Exercise details =>
Reproduce the material from the line containing "# locate blue knit" through the end of the material, keeping every line, the requests included. Offset each pin coordinate by -120, and leave the numbers in the requests unchanged.
>>>
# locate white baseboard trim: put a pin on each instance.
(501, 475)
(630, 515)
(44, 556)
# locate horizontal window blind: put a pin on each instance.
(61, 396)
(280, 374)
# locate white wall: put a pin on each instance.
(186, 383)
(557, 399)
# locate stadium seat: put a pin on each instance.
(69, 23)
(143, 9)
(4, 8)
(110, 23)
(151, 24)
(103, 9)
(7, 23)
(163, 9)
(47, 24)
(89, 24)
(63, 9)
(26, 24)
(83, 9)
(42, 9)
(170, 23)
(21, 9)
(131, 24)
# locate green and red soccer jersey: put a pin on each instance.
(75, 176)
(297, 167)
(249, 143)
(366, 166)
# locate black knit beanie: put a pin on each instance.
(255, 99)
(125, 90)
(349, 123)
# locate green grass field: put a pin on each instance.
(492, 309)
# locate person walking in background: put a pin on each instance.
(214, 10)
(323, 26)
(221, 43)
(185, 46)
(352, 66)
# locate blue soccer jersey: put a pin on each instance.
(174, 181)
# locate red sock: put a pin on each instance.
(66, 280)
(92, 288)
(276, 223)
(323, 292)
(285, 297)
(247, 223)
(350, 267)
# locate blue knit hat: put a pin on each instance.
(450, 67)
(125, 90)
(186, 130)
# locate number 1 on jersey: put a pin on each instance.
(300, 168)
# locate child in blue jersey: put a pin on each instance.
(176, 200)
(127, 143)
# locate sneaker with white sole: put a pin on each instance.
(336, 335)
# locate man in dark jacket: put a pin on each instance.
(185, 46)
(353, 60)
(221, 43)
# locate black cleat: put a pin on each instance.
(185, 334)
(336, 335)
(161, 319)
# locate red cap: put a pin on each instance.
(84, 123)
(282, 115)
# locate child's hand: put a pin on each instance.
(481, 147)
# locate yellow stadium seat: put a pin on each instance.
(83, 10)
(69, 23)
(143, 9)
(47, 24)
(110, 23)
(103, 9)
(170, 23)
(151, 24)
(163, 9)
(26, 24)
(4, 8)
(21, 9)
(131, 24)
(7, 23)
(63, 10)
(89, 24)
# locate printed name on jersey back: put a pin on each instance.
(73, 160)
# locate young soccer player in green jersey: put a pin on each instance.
<<<
Correct result =>
# locate blue knit hat: put a pin on each instance.
(330, -53)
(5, -30)
(66, 10)
# locate number 1 on jersey: put a pin on each instance.
(180, 48)
# locate child in blue jersey: put a pin on each instance.
(56, 80)
(7, 23)
# locate sneaker with white sole: put a pin on each instance.
(216, 215)
# locate man in dark jacket: put a pin on each instance.
(65, -74)
(233, -60)
(101, -77)
# locate black cleat: put a pin on each instance.
(65, 214)
(216, 215)
(41, 199)
# locate red cap: put a pin on each instance.
(-36, 3)
(162, -5)
# locate child's hand: put a pin on each instance.
(361, 27)
# locate yellow stadium seat: put a pin on each instance.
(-37, -110)
(-51, -97)
(23, -111)
(-73, -96)
(-10, -97)
(-17, -111)
(50, -97)
(31, -96)
(43, -111)
(-94, -96)
(-116, -112)
(-99, -111)
(11, -96)
(-113, -97)
(-57, -110)
(-31, -96)
# locate printed name on jersey back: put a pin on each instance.
(-47, 40)
# locate young soccer player in green jersey: put a pin on each instance.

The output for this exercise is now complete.